## WHAT IS BEING ASKED
In the passage on eighteenth-century watchmaking, reproduce word for word everything from "While the average" down to "flair for invention.".

## PAGE
While the average watch took perhaps a week to build, the more complex and expensive pieces took considerably longer. In many cases, complex watches were passed from watchmaker to watchmaker, and each piece, starting with the internal mechanism or movement, was added on in a sort of slow accretion. When a particularly thorny problem arose like the addition of a complication to an already complicated watch, watchmakers spent weeks staring through a loupe each day until the sky darkened and the workers could no longer see, weeks requiring absolute and unflagging concentration and, if the watchmaker was creating a timepiece from scratch without the aid of the master's pre-drawn plans, a flair for invention.


To the untrained eye, these eighteenth-century movements looked less like mechanical things than ornate manuscripts, full of curlicues and dashes, odd shapes and runes etched into the metal, identifying the maker and his employees in miniscule graffito. After repairs watchmakers would inscribe the date and type of maintenance performed on a watch on the inside of the case - small notes from the past to the future, enabling watchmakers to follow each other's work even when they were separated by time and space. The notes could be coded dates or a watchmaker's initials or an invoice number, for when the watch was separated from its case for repair.

## DATASET ROWS
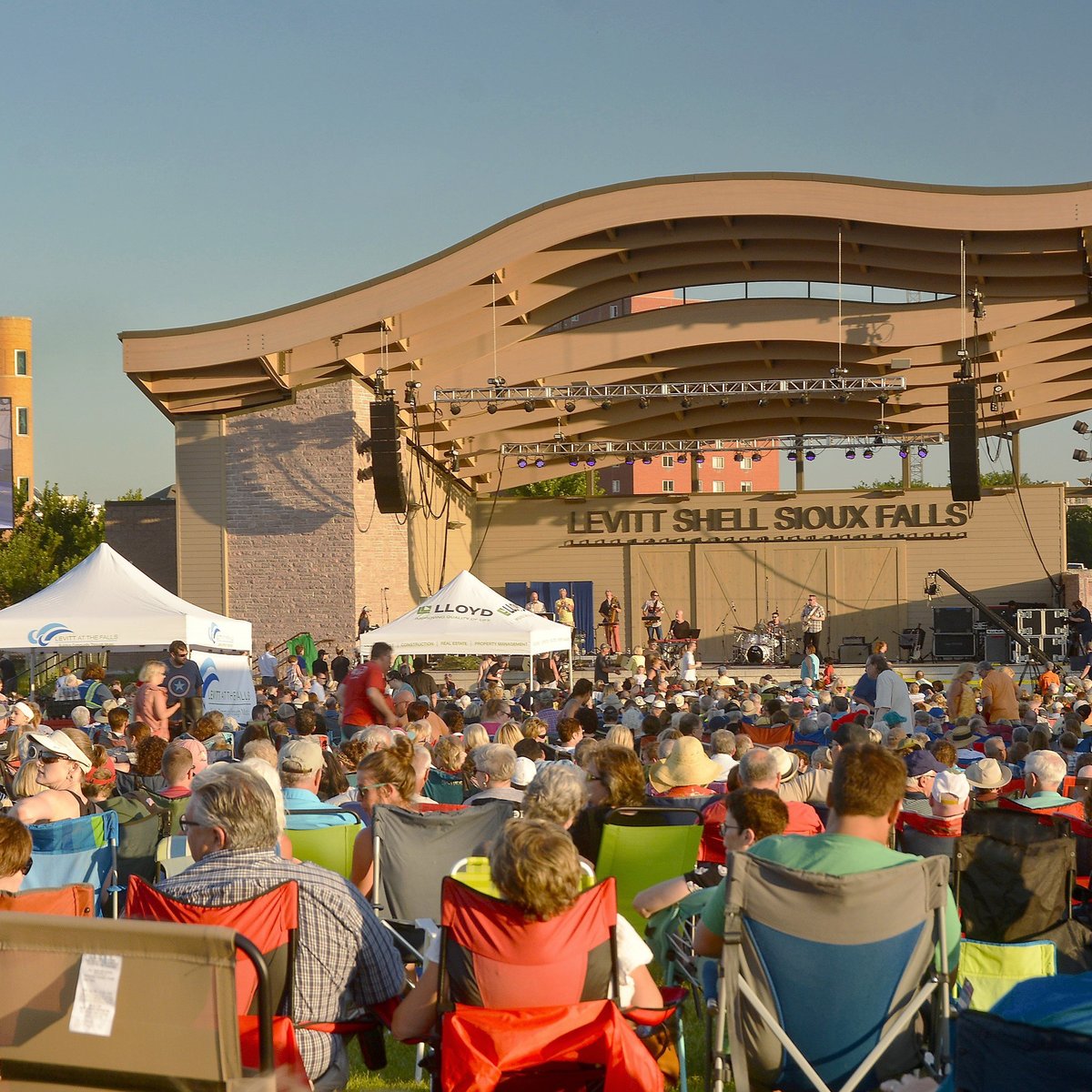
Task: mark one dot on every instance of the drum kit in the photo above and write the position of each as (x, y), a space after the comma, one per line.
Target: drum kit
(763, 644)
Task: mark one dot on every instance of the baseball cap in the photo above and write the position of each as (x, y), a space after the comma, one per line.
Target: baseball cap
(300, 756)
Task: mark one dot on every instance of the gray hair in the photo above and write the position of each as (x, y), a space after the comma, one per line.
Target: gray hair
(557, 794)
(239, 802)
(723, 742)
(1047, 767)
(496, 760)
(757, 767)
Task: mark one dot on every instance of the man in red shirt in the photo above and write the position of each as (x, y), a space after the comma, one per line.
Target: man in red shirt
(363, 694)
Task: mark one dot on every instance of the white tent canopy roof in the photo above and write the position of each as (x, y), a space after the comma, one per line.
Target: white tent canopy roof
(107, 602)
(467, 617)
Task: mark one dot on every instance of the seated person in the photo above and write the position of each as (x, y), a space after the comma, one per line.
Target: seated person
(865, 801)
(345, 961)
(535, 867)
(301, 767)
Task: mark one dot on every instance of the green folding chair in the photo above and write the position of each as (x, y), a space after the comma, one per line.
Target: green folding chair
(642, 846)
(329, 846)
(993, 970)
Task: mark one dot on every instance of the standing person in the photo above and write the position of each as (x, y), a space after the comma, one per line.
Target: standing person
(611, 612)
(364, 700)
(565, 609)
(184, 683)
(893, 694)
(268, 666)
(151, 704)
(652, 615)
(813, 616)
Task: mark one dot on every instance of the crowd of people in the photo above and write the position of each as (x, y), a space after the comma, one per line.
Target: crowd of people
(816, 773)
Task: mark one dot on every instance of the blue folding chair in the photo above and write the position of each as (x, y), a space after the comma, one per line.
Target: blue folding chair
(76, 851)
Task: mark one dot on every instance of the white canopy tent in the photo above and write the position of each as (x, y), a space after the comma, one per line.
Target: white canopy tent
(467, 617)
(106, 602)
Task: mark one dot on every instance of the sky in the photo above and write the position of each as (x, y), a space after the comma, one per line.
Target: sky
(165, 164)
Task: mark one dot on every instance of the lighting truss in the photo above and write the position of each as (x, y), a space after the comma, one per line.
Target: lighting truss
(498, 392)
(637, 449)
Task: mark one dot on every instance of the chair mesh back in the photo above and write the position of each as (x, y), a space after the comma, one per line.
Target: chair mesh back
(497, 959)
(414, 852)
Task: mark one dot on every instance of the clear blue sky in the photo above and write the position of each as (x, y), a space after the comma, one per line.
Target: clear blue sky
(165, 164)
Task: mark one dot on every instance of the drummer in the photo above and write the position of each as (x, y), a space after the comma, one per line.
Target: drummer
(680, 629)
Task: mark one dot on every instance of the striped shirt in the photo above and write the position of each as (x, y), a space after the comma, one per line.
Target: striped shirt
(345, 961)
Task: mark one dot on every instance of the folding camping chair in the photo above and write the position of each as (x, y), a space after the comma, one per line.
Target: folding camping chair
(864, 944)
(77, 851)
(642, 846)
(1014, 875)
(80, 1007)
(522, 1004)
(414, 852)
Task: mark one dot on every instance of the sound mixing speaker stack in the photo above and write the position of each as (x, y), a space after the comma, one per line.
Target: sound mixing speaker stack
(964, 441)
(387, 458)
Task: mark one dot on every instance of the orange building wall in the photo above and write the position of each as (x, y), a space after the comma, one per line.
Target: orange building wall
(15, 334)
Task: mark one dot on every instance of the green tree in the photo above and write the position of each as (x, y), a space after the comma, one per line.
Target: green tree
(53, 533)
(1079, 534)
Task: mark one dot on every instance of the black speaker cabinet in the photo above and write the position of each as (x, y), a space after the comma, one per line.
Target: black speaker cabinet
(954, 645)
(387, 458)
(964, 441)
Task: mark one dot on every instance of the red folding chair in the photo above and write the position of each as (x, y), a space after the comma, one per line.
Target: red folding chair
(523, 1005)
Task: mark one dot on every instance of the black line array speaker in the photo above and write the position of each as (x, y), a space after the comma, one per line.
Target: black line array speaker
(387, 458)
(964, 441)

## FINISHED EXERCISE
While the average watch took perhaps a week to build, the more complex and expensive pieces took considerably longer. In many cases, complex watches were passed from watchmaker to watchmaker, and each piece, starting with the internal mechanism or movement, was added on in a sort of slow accretion. When a particularly thorny problem arose like the addition of a complication to an already complicated watch, watchmakers spent weeks staring through a loupe each day until the sky darkened and the workers could no longer see, weeks requiring absolute and unflagging concentration and, if the watchmaker was creating a timepiece from scratch without the aid of the master's pre-drawn plans, a flair for invention.